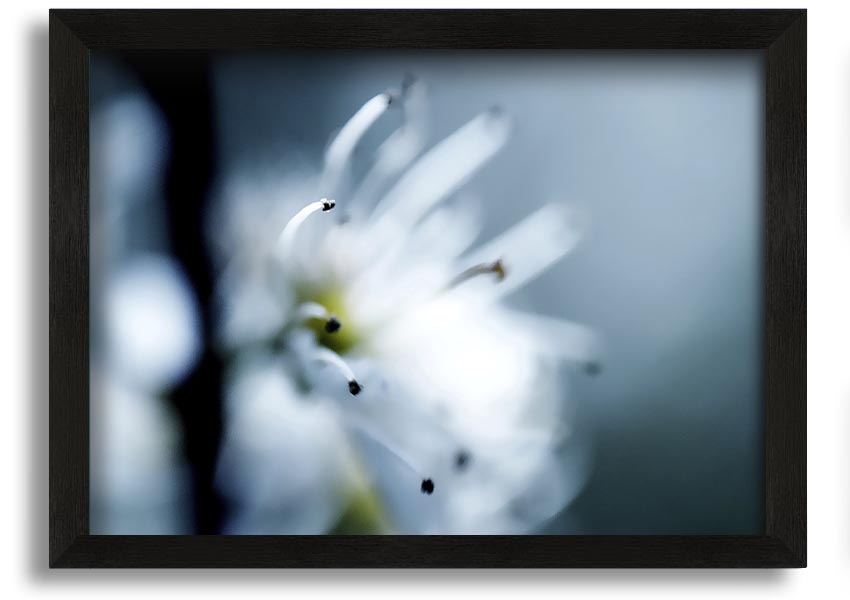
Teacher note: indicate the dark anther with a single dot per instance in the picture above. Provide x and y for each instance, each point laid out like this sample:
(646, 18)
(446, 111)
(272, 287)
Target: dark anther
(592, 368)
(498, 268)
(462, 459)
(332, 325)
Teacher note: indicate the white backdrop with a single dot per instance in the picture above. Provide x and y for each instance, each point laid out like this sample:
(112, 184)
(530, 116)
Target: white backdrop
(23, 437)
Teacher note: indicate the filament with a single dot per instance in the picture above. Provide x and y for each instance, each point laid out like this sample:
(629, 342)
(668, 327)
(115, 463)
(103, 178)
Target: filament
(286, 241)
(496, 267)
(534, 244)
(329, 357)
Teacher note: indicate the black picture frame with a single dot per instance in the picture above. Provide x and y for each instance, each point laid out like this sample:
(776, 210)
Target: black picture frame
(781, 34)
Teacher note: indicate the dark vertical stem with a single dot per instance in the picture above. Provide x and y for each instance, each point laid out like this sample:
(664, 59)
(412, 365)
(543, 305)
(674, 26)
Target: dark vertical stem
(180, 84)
━━━━
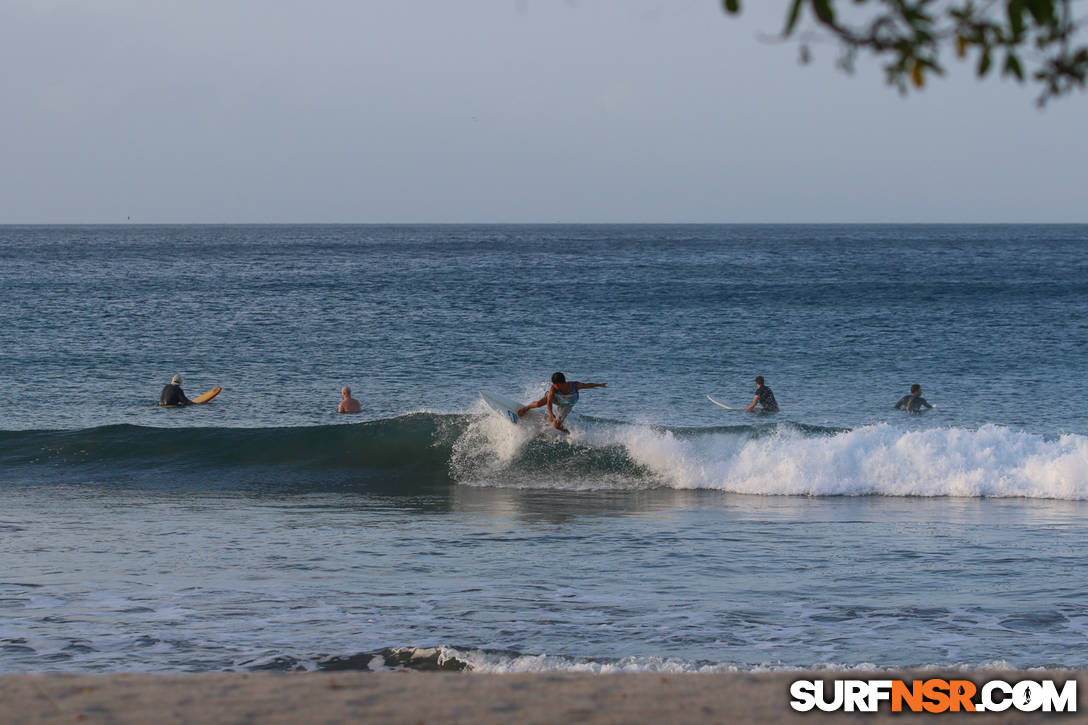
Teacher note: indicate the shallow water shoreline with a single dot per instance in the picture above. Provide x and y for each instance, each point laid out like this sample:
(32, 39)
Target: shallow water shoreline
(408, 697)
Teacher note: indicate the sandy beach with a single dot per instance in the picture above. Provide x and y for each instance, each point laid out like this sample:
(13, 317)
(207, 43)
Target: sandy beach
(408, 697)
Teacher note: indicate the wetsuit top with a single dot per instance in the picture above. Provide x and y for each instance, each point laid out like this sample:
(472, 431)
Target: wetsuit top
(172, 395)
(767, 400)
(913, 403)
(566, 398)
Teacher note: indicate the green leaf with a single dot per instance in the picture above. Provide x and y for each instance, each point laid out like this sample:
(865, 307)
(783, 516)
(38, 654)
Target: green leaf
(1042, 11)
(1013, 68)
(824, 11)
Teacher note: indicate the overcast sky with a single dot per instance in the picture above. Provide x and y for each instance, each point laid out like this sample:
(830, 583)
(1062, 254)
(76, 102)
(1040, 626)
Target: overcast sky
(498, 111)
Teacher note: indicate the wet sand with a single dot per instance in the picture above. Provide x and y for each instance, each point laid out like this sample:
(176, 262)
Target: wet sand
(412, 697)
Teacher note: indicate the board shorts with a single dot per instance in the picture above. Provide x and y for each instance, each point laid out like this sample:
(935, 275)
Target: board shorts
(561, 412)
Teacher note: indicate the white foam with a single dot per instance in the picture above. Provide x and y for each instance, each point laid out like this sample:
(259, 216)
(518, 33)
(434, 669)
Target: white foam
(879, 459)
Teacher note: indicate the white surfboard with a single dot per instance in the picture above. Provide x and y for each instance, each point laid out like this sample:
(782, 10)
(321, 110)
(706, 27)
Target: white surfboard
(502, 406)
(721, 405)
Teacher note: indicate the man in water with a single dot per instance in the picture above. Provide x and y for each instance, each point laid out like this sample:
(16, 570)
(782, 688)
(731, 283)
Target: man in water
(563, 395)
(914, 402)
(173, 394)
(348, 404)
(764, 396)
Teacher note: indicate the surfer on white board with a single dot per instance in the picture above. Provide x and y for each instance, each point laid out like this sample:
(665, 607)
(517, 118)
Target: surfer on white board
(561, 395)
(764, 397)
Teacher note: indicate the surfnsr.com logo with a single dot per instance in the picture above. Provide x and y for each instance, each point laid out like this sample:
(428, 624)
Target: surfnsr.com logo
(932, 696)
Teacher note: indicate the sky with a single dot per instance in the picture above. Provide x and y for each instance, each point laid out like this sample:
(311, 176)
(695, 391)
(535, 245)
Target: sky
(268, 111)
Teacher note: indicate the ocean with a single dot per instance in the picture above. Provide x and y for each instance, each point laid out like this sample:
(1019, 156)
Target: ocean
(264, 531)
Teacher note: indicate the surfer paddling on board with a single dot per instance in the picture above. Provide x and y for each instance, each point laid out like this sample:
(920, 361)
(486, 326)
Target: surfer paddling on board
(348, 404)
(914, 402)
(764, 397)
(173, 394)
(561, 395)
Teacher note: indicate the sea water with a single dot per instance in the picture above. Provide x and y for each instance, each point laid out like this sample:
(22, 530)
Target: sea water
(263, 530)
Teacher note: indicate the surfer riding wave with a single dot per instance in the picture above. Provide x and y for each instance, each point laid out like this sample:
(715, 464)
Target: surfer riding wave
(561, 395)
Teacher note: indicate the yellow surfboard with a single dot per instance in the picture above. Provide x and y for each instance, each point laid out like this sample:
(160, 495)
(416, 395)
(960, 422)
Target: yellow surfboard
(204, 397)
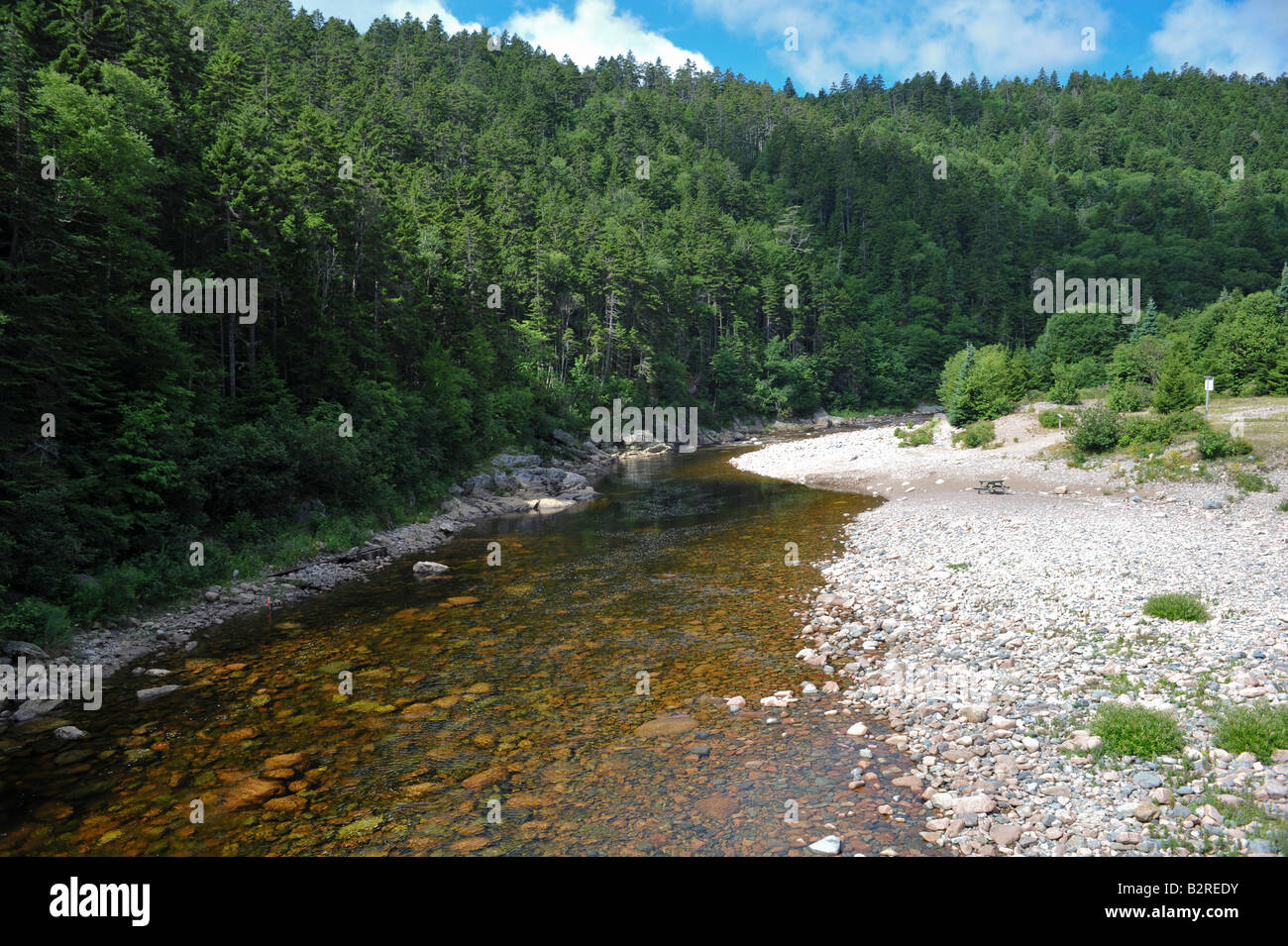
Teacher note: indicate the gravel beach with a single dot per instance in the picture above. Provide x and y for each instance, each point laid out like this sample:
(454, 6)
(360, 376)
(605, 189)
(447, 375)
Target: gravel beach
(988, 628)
━━━━
TASK: Display each line of the entries above that contains the word "yellow", copied in full. Case matters when matching.

WORKED SOLUTION:
Teacher note: indicate the yellow surfboard with a single dot per instance in the picture above. Provide x and y for each instance, each point laid out like this sample:
Target: yellow surfboard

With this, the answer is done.